Y trae otro patrimonio, dispuesto a ofrecerlo: su pensamiento, su
erudición literaria, su pudoroso talento poético. Llega con su hija
Luciana, que fallecerá en un accidente de aviación en 1961 junto al
esposo, Gilbert Luy.
En la Facultad de Filosofía y Letras de la Universidad Nacional de
Córdoba –adonde ha sido convocado- dicta un seminario sobre “Teleología
de la cultura”, funda y organiza el Instituto del Nuevo Mundo
(1959-1964) y después el Centro de Documentación e Investigación “César
Vallejo” (1966-1974); organiza el Simposium “César Vallejo, poeta
trascendental de Hispanoamérica” (1959) y las “Conferencias vallejianas”
........
Objetivo planteado:
Responde según el fragmento del documento:
1. ¿Con quién llega?
2. ¿Sobre qué tema es el seminario que dicta en la Facultad de Filosofía y Letras?
3. ¿Qué años se indican para el Centro de Documentación e Investigación “César Vallejo”?

Información mostrada:
........
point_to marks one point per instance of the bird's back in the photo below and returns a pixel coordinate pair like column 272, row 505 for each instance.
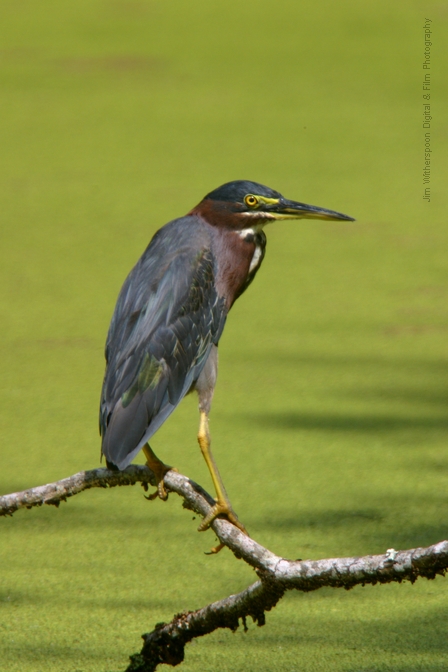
........
Solución del problema:
1. Con su hija Luciana.
2. Sobre “Teleología de la cultura”.
3. De 1966 a 1974.